- **REQUIRED WORK**:
Render every line of the records below as a Markdown table with the columns Row and Line, giving each line a number and skipping any blank lines. Leave the pictures out of your answer.

- **INPUT**:

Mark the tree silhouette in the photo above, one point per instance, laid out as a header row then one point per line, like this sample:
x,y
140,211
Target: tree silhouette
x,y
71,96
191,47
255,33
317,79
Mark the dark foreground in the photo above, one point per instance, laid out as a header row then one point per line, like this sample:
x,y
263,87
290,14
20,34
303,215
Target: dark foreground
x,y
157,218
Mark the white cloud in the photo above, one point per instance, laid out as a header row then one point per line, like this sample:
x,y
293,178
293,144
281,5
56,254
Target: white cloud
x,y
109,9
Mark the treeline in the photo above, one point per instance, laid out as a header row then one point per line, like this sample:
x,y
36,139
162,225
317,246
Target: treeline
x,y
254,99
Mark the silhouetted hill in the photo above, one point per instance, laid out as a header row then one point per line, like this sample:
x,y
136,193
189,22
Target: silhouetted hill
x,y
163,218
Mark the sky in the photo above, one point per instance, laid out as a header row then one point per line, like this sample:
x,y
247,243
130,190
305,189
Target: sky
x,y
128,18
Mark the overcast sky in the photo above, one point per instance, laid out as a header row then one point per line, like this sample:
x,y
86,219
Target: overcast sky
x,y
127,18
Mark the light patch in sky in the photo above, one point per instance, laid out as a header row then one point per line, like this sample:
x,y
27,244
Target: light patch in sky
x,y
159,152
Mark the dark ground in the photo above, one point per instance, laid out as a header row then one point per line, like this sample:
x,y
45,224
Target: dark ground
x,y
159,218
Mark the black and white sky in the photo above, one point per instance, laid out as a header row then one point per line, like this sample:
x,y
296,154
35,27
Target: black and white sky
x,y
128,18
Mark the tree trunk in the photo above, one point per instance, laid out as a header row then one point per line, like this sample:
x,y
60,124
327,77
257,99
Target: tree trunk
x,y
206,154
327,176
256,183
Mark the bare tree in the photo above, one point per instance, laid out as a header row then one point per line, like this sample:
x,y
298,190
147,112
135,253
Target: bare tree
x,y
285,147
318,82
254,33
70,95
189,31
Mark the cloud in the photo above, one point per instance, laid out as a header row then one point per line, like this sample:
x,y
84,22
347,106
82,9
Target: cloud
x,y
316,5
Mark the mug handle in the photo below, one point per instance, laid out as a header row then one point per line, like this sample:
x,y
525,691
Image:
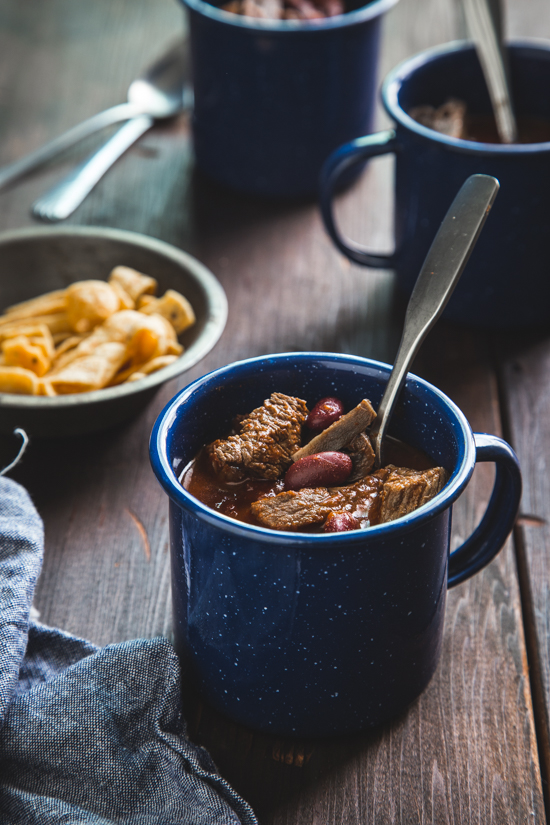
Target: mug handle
x,y
339,162
500,515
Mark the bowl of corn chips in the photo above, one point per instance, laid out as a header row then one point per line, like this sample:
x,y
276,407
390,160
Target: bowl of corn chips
x,y
93,321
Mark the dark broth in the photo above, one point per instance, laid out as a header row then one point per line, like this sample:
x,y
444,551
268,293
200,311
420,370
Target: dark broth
x,y
234,499
482,128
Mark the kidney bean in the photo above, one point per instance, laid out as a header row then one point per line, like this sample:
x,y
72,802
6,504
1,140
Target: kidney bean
x,y
324,413
318,470
340,522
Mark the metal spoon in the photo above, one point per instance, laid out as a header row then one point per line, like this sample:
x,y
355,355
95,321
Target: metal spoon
x,y
154,94
438,277
484,21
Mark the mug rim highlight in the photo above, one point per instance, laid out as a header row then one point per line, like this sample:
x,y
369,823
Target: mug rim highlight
x,y
166,474
394,81
368,12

- **ANSWER TO THE EXERCISE**:
| Row | Line |
|---|---|
| 1 | Mark the tree silhouette in the photo above, one point per instance, laid out as a header row then one point per line, like this sample: |
| 2 | x,y |
| 3 | 140,211 |
| 4 | Target: tree silhouette |
| 5 | x,y |
| 6 | 71,96 |
| 7 | 191,47 |
| 8 | 255,33 |
| 9 | 317,79 |
| 10 | Mark the dark foreground in the photo above, one point per instance, laid out as a header row then one point per line, like this sample: |
| 11 | x,y |
| 12 | 263,87 |
| 13 | 290,14 |
| 14 | 20,34 |
| 15 | 303,215 |
| 16 | Target: dark foreground |
| 17 | x,y |
| 18 | 157,218 |
| 19 | Mark the white cloud in the photo above, one point per instance, laid out as a header row then one point per line, like this sample: |
| 20 | x,y |
| 21 | 293,178 |
| 22 | 293,144 |
| 23 | 281,5 |
| 24 | 56,254 |
| 25 | Target: white cloud |
| 26 | x,y |
| 27 | 109,9 |
| 28 | Mark the treeline in the photo above, one point per instance, laid out as a header row then one point per line, like this sample: |
| 29 | x,y |
| 30 | 36,139 |
| 31 | 162,225 |
| 32 | 317,246 |
| 33 | Target: treeline |
| 34 | x,y |
| 35 | 254,99 |
| 36 | Mark the silhouetted hill in the photo above, one point per instance, laid out as a header row then one point per line, like this sample: |
| 37 | x,y |
| 38 | 136,193 |
| 39 | 189,22 |
| 40 | Target: silhouetted hill |
| 41 | x,y |
| 42 | 163,218 |
| 43 | Mark the sky in the photo above, one point per instance, laid out as a header row then one point per line, like this sample: |
| 44 | x,y |
| 45 | 247,243 |
| 46 | 130,190 |
| 47 | 305,189 |
| 48 | Target: sky |
| 49 | x,y |
| 50 | 128,18 |
| 51 | Mark the overcast sky in the photo above, one point per instance, laid out as a header row then one point per line, like this sample: |
| 52 | x,y |
| 53 | 86,219 |
| 54 | Target: overcast sky |
| 55 | x,y |
| 56 | 127,18 |
| 57 | Mark the light patch in sky in the photo above, one point per instance, laid out as a header row then one point per line, like this sample: |
| 58 | x,y |
| 59 | 27,244 |
| 60 | Target: light patch in sky |
| 61 | x,y |
| 62 | 159,152 |
| 63 | Mark the dark ground in the photo above, one point per instance, laid out as a header row then one point per line, like this sample: |
| 64 | x,y |
| 65 | 45,224 |
| 66 | Target: dark ground |
| 67 | x,y |
| 68 | 159,218 |
| 69 | Mark the black and white sky in the photo above, one point per instance, laid out as a header row then one point per line, like this sample: |
| 70 | x,y |
| 71 | 296,154 |
| 72 | 35,27 |
| 73 | Target: black and white sky |
| 74 | x,y |
| 75 | 128,18 |
| 76 | Mark the tree trunk in the photo above, one point per instance, laid out as a header row then one point per line, like this sample: |
| 77 | x,y |
| 78 | 60,124 |
| 79 | 327,77 |
| 80 | 257,99 |
| 81 | Target: tree trunk |
| 82 | x,y |
| 83 | 206,154 |
| 84 | 327,176 |
| 85 | 256,183 |
| 86 | Mark the bare tree in the photo above, one point per instance, laid out as a header row then one point per line, like this sample: |
| 87 | x,y |
| 88 | 298,190 |
| 89 | 147,112 |
| 90 | 135,253 |
| 91 | Target: bare tree |
| 92 | x,y |
| 93 | 285,147 |
| 94 | 318,82 |
| 95 | 254,33 |
| 96 | 70,95 |
| 97 | 189,31 |
| 98 | Mark the cloud in the photo above, one point per instance, laid out as a header row then one point per line, like this sample: |
| 99 | x,y |
| 100 | 84,22 |
| 101 | 347,106 |
| 102 | 82,9 |
| 103 | Target: cloud |
| 104 | x,y |
| 105 | 316,5 |
| 106 | Mark the mug handle in the photo below, one point per instance, laid out as a header row then one point per line, like this sample: |
| 107 | x,y |
| 108 | 525,691 |
| 109 | Image: |
| 110 | Target: mug handle |
| 111 | x,y |
| 112 | 339,162 |
| 113 | 500,515 |
| 114 | Mark the bowl of corn chips in the photo above, one point per instance, laid out as a header row then one point per line, like this sample: |
| 115 | x,y |
| 116 | 276,407 |
| 117 | 390,160 |
| 118 | Target: bowl of corn chips |
| 119 | x,y |
| 120 | 93,321 |
| 121 | Mark the dark broth in the photo above, one point per instance, laid out as a header row then one point per line, like this sample: |
| 122 | x,y |
| 123 | 444,551 |
| 124 | 268,293 |
| 125 | 200,311 |
| 126 | 420,370 |
| 127 | Target: dark broth |
| 128 | x,y |
| 129 | 234,499 |
| 130 | 482,128 |
| 131 | Mark the kidney bean in the photo above, one point per instance, laid out as a header row then one point per line, like this sample: |
| 132 | x,y |
| 133 | 72,802 |
| 134 | 6,504 |
| 135 | 1,140 |
| 136 | Target: kidney bean |
| 137 | x,y |
| 138 | 324,413 |
| 139 | 318,470 |
| 140 | 340,522 |
| 141 | Mark the metal spoon in the photo above, one point per instance, laid out as a header row then one point per line, like this sample: |
| 142 | x,y |
| 143 | 355,355 |
| 144 | 95,321 |
| 145 | Target: metal spoon |
| 146 | x,y |
| 147 | 154,94 |
| 148 | 438,277 |
| 149 | 484,21 |
| 150 | Mark the mug rim highlight in the photo above, one point per instance, laid out as a header row then one point per line, like this sample: |
| 151 | x,y |
| 152 | 369,823 |
| 153 | Target: mug rim highlight |
| 154 | x,y |
| 155 | 166,474 |
| 156 | 394,81 |
| 157 | 368,12 |